Source excerpt
Middle East

The language of dissuasion

Analyzing the power of semantics

, by Ferran J. Lloveras

The language of dissuasion

Another crisis in the Middle East. As I am writing, it is still a crisis, but if we stick to the SIPRI definition of a war, in two weeks time the death toll will have upgraded the present events to this fairer term.

At the present moment, nobody can believe the military offensive had not been well planned beforehand, the kidnapping of two soldiers by Hizbullah just providing the necessary argument to the Israeli government to claim their right to self-defence and go to war. The government of Israel is speaking the language of dissuasion, they aim to “change the rules of the game” by showing the effects of an incontestable military power that will oblige any potential armed aggressor to consider matters twice. The primary acknowledged goal is to eradicate the threat of Hizbullah’s presence in South Lebanon, or at least severely damage their military infrastructure. What seems very difficult to do in the light of the events between 1982 and 2000. The second unacknowledged goal has been referred above.

Both Hizbullah and Hamas are defined as terrorist groups. This is something definitive in these days of the so-called “war on terror”, where some significant world leaders seem to be intimately convinced of leading a war of good against evil. Yet there is a fundamental difference between the two above mentioned movements and others like Al-Qaeda. While the latter are nothing but a bunch of relentless fanatics, who promote a contemporary version of religious totalitarianism, the former are movements with a considerably broader social base and with organised political presence. This has many implications, starting with the fundamental incompatibility between democratic politics and the use of military means, which in my opinion makes their depiction as terrorist organisations rather reasonable. Particularly when they bomb Israeli cities with rockets with the subsequent damage and casualties. However, this is not the end of it, as matters are a bit more complicated. Their broad social base implies the presence of civilians, which are very likely to become “collateral damages” in any armed action intended against them, i. e. when these groups are using guerrilla tactics.

Listed entries

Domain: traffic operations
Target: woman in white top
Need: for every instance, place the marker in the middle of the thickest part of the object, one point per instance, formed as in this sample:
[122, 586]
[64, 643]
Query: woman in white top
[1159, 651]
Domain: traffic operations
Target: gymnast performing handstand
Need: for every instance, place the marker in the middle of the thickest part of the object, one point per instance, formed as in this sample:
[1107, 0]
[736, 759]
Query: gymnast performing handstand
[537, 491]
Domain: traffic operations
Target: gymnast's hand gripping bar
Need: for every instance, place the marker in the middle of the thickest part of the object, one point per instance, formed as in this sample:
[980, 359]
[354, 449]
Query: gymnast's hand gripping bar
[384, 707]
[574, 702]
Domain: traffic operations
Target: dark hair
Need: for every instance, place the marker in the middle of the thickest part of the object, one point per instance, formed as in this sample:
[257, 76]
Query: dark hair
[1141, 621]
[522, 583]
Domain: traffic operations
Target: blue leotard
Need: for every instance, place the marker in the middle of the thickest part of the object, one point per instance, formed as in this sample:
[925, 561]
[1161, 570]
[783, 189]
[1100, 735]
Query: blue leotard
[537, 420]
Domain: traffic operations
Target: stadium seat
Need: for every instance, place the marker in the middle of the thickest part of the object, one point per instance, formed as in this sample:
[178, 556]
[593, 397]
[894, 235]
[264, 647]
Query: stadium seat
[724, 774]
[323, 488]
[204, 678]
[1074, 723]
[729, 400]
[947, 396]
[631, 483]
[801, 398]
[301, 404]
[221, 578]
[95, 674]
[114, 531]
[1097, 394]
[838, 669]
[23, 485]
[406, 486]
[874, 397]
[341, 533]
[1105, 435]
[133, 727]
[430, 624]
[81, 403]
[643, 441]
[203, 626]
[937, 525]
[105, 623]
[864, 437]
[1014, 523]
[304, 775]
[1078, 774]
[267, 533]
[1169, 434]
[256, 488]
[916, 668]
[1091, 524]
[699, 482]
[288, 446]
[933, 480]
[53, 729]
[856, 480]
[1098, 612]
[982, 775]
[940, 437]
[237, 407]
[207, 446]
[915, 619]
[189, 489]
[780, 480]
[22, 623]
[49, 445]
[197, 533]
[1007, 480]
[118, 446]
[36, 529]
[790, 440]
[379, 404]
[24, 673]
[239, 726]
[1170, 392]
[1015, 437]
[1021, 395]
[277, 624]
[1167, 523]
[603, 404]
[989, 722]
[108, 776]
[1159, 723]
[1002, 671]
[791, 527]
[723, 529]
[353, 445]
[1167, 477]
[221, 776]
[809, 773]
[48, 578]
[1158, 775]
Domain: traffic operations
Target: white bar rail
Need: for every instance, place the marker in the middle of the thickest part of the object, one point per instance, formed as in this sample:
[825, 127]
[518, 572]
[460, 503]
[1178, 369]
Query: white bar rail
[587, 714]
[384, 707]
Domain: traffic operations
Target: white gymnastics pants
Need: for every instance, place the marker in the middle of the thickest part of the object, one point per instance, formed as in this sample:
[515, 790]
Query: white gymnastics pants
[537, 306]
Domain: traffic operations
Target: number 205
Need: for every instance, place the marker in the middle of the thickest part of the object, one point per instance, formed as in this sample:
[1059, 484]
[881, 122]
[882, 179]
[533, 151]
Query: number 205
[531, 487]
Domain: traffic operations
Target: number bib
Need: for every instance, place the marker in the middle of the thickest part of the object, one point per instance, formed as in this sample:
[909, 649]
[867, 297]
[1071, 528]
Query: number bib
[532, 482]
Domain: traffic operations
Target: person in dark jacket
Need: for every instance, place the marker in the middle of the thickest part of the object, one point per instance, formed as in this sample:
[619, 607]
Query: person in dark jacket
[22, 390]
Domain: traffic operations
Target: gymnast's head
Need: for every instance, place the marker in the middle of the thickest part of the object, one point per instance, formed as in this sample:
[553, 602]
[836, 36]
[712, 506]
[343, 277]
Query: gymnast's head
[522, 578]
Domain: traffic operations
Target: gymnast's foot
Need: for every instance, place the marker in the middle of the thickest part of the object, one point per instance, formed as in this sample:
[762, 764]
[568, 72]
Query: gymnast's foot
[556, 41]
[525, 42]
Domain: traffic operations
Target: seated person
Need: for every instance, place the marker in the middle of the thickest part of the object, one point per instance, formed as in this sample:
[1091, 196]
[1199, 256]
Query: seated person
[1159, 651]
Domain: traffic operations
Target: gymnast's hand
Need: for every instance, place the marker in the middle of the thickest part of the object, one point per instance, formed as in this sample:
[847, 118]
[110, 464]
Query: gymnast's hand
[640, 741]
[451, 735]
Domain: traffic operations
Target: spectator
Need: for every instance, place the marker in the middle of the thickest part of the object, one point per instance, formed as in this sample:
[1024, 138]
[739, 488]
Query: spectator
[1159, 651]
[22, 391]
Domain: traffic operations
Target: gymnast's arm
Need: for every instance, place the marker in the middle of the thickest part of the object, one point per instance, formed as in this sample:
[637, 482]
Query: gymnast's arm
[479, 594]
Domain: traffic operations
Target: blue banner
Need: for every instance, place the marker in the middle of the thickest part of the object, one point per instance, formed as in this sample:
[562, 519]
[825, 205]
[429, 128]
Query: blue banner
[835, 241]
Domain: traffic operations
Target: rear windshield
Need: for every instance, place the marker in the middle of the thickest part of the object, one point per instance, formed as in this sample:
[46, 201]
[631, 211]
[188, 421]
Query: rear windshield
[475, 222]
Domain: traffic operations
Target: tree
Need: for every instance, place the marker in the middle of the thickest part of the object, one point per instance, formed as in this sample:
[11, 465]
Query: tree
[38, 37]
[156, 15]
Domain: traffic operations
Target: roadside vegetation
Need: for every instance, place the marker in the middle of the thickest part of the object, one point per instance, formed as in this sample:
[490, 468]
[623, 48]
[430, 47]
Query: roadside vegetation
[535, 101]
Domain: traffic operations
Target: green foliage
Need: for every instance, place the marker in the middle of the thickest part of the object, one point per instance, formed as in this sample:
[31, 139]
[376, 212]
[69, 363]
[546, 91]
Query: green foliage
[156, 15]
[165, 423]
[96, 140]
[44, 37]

Stated problem 1
Name every armed movement the Middle East commentary mentions.
Stated problem 2
Please rewrite everything in the Middle East commentary from "Analyzing the power" down to "this fairer term.", putting "standoff" wherever "crisis" appears.
You won't need the data for what comes next.

Correct answer 1
Hizbullah, Hamas, Al-Qaeda

Correct answer 2
Analyzing the power of semantics

, by Ferran J. Lloveras

The language of dissuasion

Another standoff in the Middle East. As I am writing, it is still a standoff, but if we stick to the SIPRI definition of a war, in two weeks time the death toll will have upgraded the present events to this fairer term.